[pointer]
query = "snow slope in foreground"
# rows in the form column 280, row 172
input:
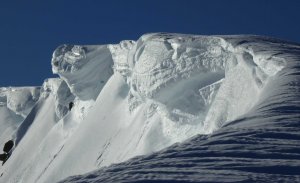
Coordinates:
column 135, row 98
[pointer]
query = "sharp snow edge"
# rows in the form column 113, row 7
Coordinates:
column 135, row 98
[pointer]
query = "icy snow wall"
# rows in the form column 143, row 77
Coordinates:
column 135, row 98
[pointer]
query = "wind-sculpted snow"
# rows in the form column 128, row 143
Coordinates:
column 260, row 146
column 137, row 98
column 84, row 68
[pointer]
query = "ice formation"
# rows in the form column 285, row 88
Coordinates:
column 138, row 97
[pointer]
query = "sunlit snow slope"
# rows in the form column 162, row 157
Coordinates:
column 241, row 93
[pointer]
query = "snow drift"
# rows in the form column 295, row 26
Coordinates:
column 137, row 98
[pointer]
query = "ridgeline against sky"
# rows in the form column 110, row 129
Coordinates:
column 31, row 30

^^^^^^^^^^^^^^^^

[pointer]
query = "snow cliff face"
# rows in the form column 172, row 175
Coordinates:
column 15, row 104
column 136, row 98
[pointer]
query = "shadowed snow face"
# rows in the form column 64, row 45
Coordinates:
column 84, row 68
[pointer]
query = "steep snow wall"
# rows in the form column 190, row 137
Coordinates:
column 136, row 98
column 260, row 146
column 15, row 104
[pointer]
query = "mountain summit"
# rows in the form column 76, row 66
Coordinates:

^^^^^^^^^^^^^^^^

Aim of the exercise: Find each line in the items above that contains the string "query". Copy those lines.

The solution:
query = "snow slope in foreground"
query = "sharp snow edge"
query = "icy snow wall"
query = "wind-sculpted snow"
query = "ice formation"
query = "sunlit snow slope"
query = "snow drift"
query = "ridgeline against sky"
query = "snow cliff face"
query = "shadowed snow face"
query = "steep snow wall"
query = "mountain summit"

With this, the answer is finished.